Exercises to complete:
1 > In the article on rehabilitation robots, how long was the assessment period when the robot was tested?
2 > From the article on rehabilitation robots, write out the part that opens with the words containing "A study presented" and closes with "hasten the recovery.".

Excerpted passage:

--------------------------------------------------

Rehabilitation Robots

Rehabilitation Robots Help Identify Stroke Disabilities and Improve Care

Rehabilitation robots.  Stroke patients normally require the attentive health care of doctors, nurses, therapists, and adequate equipment to fully recover and regain their wellness back. But with the invention of rehabilitation robots, giving these patients the guarantee of gaining their health back and getting in shape is now very possible. Recently scientists and researchers at the University of Calgary were able to design a robot that could determine and provide post-stroke therapy.

A study presented at the Canadian Stroke Congress held last October 1 confirmed the capacity of the rehab robots in bringing adequate health care to the patients. In fact, upon testing, the robots were able to detect post-stroke impairments, which is the key to determining what is the most ideal and beneficial therapy for a certain condition and to what extent should the therapy be to help hasten the recovery.

The rehab robot was tested with 185 subjects as the respondents under a 15-day assessment period. Eighty seven respondents were identified to be recovering from stroke, while 98 were unaffected by stroke. Test results showed that using the rehabilitation robot improved the patients’ sensation to feel limb position, speed and limb movements.

--------------------------------------------------

Source information:
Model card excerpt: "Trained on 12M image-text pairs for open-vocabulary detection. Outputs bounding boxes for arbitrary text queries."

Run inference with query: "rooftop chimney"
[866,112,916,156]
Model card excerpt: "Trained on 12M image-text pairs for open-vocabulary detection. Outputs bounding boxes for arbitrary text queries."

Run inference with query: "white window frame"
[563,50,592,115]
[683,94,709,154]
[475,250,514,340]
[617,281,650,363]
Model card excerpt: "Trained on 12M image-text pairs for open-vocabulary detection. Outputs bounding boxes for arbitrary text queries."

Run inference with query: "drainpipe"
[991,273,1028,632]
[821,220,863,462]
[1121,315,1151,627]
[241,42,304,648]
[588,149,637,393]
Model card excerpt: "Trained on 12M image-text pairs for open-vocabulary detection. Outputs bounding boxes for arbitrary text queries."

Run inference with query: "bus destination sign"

--------------------------------------------------

Task-by-task answers:
1 > 15 days

2 >
A study presented at the Canadian Stroke Congress held last October 1 confirmed the capacity of the rehab robots in bringing adequate health care to the patients. In fact, upon testing, the robots were able to detect post-stroke impairments, which is the key to determining what is the most ideal and beneficial therapy for a certain condition and to what extent should the therapy be to help hasten the recovery.